━━ Selected text
On Saturday, Lyons was straight into his stride. "It's a while Michael, since we saw skilful six foot five men," he said in an obvious reference to co-panellist Anthony Tohill. "There's one there beside you," quipped Michael Lyster, ever ready with the punchline. I thought I'd die from the laughing.
The second is a mealy-mouthed refusal to call a spade a spade for fear of incurring somebody's wrath. Dara O Cinneide's credibility suffered a great deal with his hemming and hawing over the Paul Galvin affair last year. Anthony Tohill is a similar master of prevarication.
Mulcahy, on the other hand, tells it straight. In the last couple of games, he pointed out, Tommy Walsh has looked more interested in taking the man out of the game than playing hurling. He'll tell the viewers, "I can't understand why Dan Shanahan, a former hurler of the year, isn't in the Waterford line-up." To paraphrase 'Messin With the Kid', an old live favourite of Mulcahy's fellow Corkman Rory Gallagher, this is a man who says what he means and means what he says. His dominating presence in the studio, where he sometimes seems to be both analyst and anchorman, lets newcomers like Declan Ruth and Paul Flynn know that they have a licence to talk about the game seriously and honestly with no concessions to outside opinion.
━━━━
━━ Listed entries
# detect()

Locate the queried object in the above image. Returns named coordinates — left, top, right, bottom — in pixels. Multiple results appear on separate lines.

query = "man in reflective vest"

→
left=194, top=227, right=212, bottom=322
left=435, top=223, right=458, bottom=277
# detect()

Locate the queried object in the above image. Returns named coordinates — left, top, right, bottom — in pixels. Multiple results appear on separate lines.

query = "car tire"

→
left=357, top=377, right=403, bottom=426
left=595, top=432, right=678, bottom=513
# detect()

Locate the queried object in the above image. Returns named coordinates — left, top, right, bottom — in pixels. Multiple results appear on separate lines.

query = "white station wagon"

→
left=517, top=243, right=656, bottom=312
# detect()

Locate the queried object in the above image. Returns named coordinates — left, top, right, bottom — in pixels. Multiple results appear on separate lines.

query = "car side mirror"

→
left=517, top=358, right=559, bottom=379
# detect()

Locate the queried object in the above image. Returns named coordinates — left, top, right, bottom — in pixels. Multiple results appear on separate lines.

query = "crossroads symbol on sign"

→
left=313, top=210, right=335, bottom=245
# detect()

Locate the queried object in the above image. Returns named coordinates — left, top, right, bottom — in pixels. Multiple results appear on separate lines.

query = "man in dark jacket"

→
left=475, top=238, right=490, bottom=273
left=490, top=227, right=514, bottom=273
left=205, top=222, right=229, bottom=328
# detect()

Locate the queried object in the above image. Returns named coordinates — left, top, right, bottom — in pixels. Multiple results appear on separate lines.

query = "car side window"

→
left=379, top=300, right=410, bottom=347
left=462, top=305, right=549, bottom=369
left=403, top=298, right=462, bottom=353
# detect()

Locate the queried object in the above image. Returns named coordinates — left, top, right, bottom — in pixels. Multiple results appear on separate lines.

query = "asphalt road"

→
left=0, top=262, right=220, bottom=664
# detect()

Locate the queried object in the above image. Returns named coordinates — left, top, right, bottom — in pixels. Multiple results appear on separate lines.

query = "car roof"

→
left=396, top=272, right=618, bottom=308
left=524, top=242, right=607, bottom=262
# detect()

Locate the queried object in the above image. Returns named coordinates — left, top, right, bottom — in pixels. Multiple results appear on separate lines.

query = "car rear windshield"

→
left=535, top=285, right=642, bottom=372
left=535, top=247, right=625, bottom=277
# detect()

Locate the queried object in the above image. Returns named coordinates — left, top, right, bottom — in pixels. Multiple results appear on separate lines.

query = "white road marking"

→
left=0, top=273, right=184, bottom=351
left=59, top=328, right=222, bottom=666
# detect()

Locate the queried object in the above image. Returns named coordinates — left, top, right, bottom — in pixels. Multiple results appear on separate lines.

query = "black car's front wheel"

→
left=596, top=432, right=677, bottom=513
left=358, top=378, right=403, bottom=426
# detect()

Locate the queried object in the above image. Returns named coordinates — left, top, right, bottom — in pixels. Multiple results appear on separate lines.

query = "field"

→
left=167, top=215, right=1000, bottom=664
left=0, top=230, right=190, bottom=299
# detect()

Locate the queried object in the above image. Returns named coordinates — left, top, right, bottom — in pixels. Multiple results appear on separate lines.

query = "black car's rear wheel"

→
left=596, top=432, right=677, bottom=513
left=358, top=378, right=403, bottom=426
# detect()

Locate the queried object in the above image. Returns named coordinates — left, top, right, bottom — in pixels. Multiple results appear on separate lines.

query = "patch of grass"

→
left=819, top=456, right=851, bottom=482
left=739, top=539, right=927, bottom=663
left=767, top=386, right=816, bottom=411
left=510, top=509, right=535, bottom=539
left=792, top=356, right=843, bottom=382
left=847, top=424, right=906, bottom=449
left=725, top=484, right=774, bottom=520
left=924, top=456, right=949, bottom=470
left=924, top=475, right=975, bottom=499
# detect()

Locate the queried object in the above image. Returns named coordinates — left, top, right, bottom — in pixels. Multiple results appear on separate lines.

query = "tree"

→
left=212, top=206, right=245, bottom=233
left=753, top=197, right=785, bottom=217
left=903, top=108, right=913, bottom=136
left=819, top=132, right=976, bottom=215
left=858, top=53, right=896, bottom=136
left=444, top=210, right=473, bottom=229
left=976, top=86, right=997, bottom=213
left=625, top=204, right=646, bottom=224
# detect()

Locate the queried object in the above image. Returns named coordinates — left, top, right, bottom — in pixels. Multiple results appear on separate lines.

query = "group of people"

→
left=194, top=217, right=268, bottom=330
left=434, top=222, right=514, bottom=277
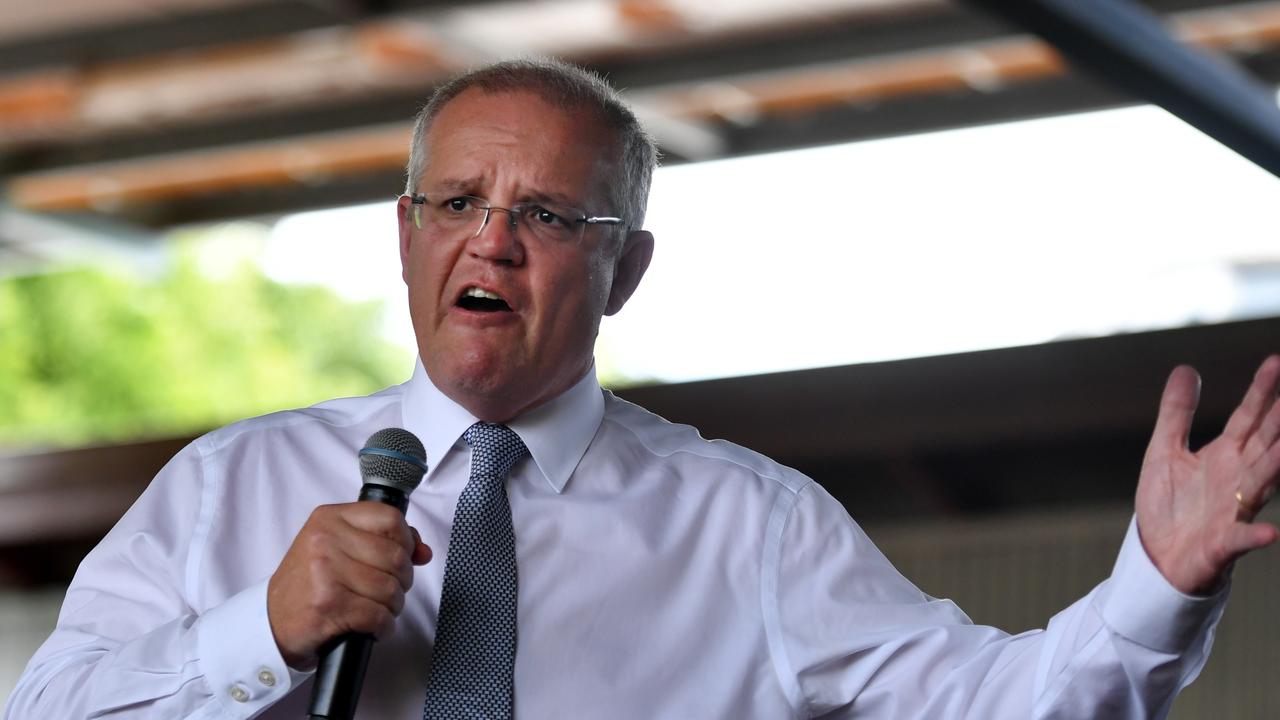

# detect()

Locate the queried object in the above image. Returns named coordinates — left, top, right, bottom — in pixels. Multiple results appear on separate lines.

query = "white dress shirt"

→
left=4, top=364, right=1225, bottom=720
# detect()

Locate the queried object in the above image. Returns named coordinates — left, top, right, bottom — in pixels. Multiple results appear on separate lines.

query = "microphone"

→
left=307, top=428, right=426, bottom=720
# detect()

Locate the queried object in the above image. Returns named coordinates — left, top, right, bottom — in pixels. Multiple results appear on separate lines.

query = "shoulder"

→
left=600, top=391, right=813, bottom=495
left=193, top=384, right=404, bottom=455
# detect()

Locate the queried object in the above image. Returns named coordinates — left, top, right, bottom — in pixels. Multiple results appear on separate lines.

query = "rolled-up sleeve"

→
left=773, top=483, right=1225, bottom=720
left=4, top=441, right=301, bottom=720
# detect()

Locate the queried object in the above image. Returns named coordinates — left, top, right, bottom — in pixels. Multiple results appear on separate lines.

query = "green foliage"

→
left=0, top=238, right=412, bottom=446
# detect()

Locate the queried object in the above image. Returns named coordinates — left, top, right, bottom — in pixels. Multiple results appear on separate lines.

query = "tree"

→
left=0, top=233, right=412, bottom=447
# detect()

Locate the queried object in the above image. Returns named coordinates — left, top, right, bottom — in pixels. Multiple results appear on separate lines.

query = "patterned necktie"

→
left=422, top=423, right=529, bottom=720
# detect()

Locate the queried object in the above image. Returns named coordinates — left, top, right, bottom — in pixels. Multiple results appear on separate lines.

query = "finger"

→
left=342, top=502, right=413, bottom=552
left=1151, top=365, right=1199, bottom=452
left=333, top=598, right=396, bottom=638
left=1225, top=523, right=1280, bottom=559
left=1256, top=373, right=1280, bottom=447
left=1222, top=355, right=1280, bottom=443
left=408, top=525, right=433, bottom=565
left=1239, top=443, right=1280, bottom=518
left=337, top=561, right=404, bottom=615
left=340, top=530, right=413, bottom=591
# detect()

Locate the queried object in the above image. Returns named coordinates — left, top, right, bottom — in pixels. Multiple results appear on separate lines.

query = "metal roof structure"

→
left=0, top=0, right=1280, bottom=235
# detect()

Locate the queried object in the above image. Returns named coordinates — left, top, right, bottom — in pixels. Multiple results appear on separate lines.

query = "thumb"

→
left=408, top=525, right=431, bottom=565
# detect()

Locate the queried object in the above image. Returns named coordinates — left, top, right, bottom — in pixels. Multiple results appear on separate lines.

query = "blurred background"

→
left=0, top=0, right=1280, bottom=720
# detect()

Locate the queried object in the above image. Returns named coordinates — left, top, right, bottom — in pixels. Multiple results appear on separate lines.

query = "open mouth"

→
left=458, top=287, right=511, bottom=313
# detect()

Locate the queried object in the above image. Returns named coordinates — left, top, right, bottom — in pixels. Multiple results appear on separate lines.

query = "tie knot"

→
left=462, top=423, right=529, bottom=478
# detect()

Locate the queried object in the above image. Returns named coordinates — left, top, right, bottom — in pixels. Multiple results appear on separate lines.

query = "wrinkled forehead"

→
left=422, top=87, right=621, bottom=201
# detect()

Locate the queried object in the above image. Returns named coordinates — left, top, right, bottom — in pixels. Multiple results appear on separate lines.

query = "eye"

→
left=444, top=196, right=474, bottom=213
left=527, top=205, right=568, bottom=227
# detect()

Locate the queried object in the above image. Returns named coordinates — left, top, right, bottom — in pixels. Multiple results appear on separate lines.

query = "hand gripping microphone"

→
left=307, top=428, right=426, bottom=720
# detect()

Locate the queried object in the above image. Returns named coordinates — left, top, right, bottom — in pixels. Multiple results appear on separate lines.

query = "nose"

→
left=467, top=208, right=525, bottom=265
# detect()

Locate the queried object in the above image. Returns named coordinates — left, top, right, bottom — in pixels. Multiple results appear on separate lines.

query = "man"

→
left=6, top=63, right=1280, bottom=719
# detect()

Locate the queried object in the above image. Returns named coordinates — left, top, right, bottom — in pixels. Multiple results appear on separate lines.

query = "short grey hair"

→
left=404, top=59, right=658, bottom=229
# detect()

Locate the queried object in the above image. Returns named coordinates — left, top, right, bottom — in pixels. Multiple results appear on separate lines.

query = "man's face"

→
left=399, top=88, right=653, bottom=421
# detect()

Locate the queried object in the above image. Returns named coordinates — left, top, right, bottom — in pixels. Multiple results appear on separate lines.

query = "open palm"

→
left=1137, top=355, right=1280, bottom=594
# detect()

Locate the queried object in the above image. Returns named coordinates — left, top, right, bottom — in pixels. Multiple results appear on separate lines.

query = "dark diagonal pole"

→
left=964, top=0, right=1280, bottom=176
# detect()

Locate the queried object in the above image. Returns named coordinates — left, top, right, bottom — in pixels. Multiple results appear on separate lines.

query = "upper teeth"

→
left=462, top=287, right=502, bottom=300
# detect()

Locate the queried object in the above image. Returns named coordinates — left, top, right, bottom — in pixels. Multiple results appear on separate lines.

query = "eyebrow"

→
left=431, top=177, right=582, bottom=208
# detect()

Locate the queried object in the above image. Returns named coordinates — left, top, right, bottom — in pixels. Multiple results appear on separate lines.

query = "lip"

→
left=449, top=282, right=520, bottom=327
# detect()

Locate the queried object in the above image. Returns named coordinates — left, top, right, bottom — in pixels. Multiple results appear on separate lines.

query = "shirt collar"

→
left=403, top=359, right=604, bottom=492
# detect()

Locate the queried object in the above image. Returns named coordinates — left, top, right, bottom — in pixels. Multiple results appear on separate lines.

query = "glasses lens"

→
left=422, top=195, right=486, bottom=237
left=518, top=204, right=582, bottom=243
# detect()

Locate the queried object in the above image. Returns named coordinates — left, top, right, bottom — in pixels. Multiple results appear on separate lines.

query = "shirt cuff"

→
left=196, top=580, right=306, bottom=717
left=1101, top=519, right=1228, bottom=653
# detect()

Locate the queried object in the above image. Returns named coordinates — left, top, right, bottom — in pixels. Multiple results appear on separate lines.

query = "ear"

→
left=396, top=195, right=422, bottom=283
left=604, top=231, right=653, bottom=315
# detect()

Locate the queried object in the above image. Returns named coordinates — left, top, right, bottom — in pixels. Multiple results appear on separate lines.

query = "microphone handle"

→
left=307, top=483, right=408, bottom=720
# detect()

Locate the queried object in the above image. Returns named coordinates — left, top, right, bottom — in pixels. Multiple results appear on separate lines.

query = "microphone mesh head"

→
left=360, top=428, right=426, bottom=495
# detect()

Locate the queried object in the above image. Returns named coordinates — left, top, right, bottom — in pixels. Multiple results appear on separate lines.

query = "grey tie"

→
left=422, top=423, right=529, bottom=720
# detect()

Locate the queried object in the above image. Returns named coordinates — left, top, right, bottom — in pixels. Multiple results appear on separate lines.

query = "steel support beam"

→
left=965, top=0, right=1280, bottom=176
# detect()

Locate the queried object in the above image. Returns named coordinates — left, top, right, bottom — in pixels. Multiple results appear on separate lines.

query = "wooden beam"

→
left=8, top=123, right=412, bottom=211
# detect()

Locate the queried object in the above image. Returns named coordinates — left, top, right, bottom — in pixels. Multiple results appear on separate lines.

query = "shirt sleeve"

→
left=4, top=441, right=301, bottom=720
left=774, top=483, right=1226, bottom=720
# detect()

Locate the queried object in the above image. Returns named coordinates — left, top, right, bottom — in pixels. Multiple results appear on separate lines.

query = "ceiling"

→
left=0, top=0, right=1280, bottom=234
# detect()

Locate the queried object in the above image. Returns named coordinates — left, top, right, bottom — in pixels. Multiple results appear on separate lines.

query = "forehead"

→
left=424, top=87, right=618, bottom=191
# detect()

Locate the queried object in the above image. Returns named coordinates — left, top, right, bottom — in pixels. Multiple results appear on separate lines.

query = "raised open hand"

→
left=1137, top=355, right=1280, bottom=594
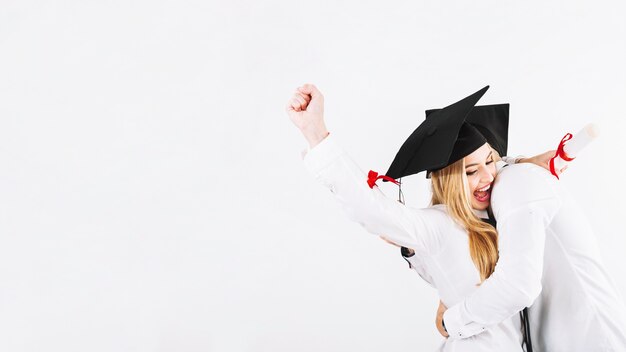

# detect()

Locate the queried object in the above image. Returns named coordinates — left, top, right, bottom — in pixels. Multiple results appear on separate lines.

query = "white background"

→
left=0, top=0, right=626, bottom=352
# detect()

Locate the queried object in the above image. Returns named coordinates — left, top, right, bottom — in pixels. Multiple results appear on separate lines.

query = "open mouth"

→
left=474, top=183, right=491, bottom=203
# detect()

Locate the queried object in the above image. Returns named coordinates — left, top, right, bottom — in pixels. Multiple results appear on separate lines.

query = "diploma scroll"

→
left=550, top=123, right=598, bottom=178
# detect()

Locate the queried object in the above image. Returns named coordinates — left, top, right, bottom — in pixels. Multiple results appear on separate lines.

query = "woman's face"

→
left=463, top=143, right=496, bottom=210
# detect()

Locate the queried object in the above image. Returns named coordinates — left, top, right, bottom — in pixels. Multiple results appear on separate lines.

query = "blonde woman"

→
left=286, top=84, right=548, bottom=351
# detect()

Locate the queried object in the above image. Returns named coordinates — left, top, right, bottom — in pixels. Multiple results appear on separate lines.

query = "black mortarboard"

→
left=387, top=86, right=489, bottom=179
left=426, top=104, right=509, bottom=156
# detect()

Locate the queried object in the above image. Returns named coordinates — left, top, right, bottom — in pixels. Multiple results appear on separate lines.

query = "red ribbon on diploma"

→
left=367, top=170, right=400, bottom=188
left=550, top=133, right=576, bottom=179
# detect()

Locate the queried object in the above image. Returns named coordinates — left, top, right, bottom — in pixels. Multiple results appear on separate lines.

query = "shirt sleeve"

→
left=304, top=135, right=447, bottom=255
left=444, top=164, right=561, bottom=338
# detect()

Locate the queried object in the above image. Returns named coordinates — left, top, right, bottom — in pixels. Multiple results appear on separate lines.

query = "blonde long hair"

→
left=431, top=159, right=498, bottom=282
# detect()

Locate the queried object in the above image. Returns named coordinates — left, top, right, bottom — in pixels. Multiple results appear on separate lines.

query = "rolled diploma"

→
left=554, top=123, right=598, bottom=170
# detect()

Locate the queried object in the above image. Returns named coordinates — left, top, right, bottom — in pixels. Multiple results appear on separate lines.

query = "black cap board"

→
left=426, top=104, right=509, bottom=156
left=386, top=86, right=489, bottom=179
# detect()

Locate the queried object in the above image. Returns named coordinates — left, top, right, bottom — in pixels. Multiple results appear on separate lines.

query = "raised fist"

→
left=285, top=84, right=328, bottom=147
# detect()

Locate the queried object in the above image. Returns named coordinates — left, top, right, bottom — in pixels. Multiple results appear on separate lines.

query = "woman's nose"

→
left=480, top=167, right=493, bottom=183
━━━━
> [What this exercise asks]:
1) From the punditry piece, please give the passage starting at "On Saturday, Lyons" and ending at "master of prevarication." again, swapping "Anthony Tohill" for "Tohill".
2) In the punditry piece, turn the paragraph beginning "Mulcahy, on the other hand" into a shorter bulleted list that keeps its main facts.

> [Per-task answers]:
1)
On Saturday, Lyons was straight into his stride. "It's a while Michael, since we saw skilful six foot five men," he said in an obvious reference to co-panellist Tohill. "There's one there beside you," quipped Michael Lyster, ever ready with the punchline. I thought I'd die from the laughing.
The second is a mealy-mouthed refusal to call a spade a spade for fear of incurring somebody's wrath. Dara O Cinneide's credibility suffered a great deal with his hemming and hawing over the Paul Galvin affair last year. Tohill is a similar master of prevarication.

2)
- Mulcahy speaks plainly.
- He pointed out that in the last couple of games Tommy Walsh has seemed more interested in taking the man out of the game than in playing hurling.
- He will tell viewers he can't understand why Dan Shanahan, a former hurler of the year, isn't in the Waterford line-up.
- In the spirit of 'Messin With the Kid', an old live favorite of fellow Corkman Rory Gallagher, he says what he means and means what he says.
- His dominating presence in the studio, where he sometimes seems to be both analyst and anchorman, shows newcomers such as Declan Ruth and Paul Flynn that they can discuss the game seriously and honestly, with no concessions to outside opinion.